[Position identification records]
━━━━━━━━

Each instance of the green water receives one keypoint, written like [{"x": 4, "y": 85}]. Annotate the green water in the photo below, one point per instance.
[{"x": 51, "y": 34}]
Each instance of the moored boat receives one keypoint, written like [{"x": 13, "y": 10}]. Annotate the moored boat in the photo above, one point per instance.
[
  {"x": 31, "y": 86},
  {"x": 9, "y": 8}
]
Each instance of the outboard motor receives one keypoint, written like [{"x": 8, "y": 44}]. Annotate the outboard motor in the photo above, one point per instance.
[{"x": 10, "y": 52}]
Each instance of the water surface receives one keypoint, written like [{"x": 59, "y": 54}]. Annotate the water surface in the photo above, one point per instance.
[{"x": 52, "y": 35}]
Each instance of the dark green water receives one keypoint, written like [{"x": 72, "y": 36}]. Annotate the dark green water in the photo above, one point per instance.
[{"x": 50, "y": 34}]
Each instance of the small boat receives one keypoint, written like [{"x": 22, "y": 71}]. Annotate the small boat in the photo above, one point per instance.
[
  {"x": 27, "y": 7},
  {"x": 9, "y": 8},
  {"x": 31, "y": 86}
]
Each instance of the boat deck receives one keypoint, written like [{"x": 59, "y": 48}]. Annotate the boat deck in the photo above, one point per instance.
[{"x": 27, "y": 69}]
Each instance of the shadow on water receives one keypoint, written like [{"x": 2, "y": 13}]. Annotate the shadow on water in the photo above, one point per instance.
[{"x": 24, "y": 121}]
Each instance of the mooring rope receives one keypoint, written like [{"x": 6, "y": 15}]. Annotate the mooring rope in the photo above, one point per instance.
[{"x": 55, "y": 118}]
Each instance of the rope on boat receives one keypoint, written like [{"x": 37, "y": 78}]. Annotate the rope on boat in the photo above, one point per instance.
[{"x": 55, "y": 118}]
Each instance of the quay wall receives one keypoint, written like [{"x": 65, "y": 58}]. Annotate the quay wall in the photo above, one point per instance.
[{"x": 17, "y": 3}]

━━━━━━━━

**WHAT YOU HAVE TO DO:** Update the material by changing every "keypoint" to "marker" and leaving everything else exactly the same. Write out the full updated material.

**OUTPUT FOR THIS EXERCISE:**
Each instance of the green water receives one marker, written like [{"x": 4, "y": 85}]. Annotate the green water in the photo below, one point per instance.
[{"x": 51, "y": 34}]
Each instance of the moored boat receives one marker, written like [{"x": 13, "y": 10}]. Annotate the moored boat in the photo above, one point per instance.
[
  {"x": 31, "y": 86},
  {"x": 9, "y": 8}
]
Each instance of the outboard motor receives one marker, written like [{"x": 8, "y": 44}]. Annotate the outboard motor in the photo above, one point per instance.
[{"x": 10, "y": 52}]
Each instance of the water surface receives one marker, written like [{"x": 59, "y": 54}]. Annotate the water surface in the photo above, one point per instance.
[{"x": 52, "y": 35}]
Each instance of the dark green water receives one marker, written like [{"x": 72, "y": 36}]. Annotate the dark green water in the photo above, one point per instance.
[{"x": 50, "y": 34}]
Each instance of the small boat receives one marker, written like [{"x": 22, "y": 71}]. Annotate the small boat in the photo above, one point per instance.
[
  {"x": 27, "y": 7},
  {"x": 9, "y": 8},
  {"x": 31, "y": 86}
]
Each instance of the boat deck receives one marker, written like [{"x": 59, "y": 48}]. Annotate the boat deck in the photo above, one point per instance.
[{"x": 27, "y": 69}]
Each instance of the shadow on water receives one marker, written like [{"x": 2, "y": 13}]. Annotate the shadow on water in the photo above, one point per instance.
[{"x": 24, "y": 121}]
Each instance of the mooring rope receives one marker, written like [{"x": 6, "y": 15}]. Annotate the mooring rope in the photo above, one point per instance.
[{"x": 55, "y": 118}]
Each instance of the rope on boat receives one marker, written like [{"x": 37, "y": 78}]. Annotate the rope on boat in the photo above, one point per instance.
[{"x": 55, "y": 118}]
Each instance of the quay wall receives one marker, written like [{"x": 65, "y": 58}]. Annotate the quay wall in the photo above, one point per instance.
[{"x": 17, "y": 3}]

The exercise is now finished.